Raw records
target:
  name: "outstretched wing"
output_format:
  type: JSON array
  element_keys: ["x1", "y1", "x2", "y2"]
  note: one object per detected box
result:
* * *
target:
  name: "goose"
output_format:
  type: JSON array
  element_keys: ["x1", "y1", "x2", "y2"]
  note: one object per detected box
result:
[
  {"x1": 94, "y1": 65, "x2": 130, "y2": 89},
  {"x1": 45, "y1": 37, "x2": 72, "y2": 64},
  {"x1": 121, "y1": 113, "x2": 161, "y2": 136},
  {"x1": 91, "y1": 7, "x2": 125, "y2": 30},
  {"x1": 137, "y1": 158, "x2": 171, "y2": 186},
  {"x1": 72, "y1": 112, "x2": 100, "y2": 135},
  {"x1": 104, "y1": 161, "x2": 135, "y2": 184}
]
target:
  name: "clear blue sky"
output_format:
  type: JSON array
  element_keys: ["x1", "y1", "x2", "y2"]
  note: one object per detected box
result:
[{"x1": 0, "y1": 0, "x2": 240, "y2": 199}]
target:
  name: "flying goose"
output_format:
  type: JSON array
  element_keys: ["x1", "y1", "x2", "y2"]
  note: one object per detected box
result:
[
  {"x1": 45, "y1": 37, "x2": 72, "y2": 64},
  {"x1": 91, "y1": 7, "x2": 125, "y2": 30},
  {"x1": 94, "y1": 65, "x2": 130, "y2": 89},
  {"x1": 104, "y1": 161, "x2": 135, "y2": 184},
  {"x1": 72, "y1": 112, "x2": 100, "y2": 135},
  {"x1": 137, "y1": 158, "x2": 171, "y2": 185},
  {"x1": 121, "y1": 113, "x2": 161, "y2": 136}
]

• Task to complete:
Display each line of the entries above that contains the string "name".

• Answer to this exercise:
  name: "outstretched wing"
  name: "goose"
  name: "clear blue sky"
  name: "flying goose"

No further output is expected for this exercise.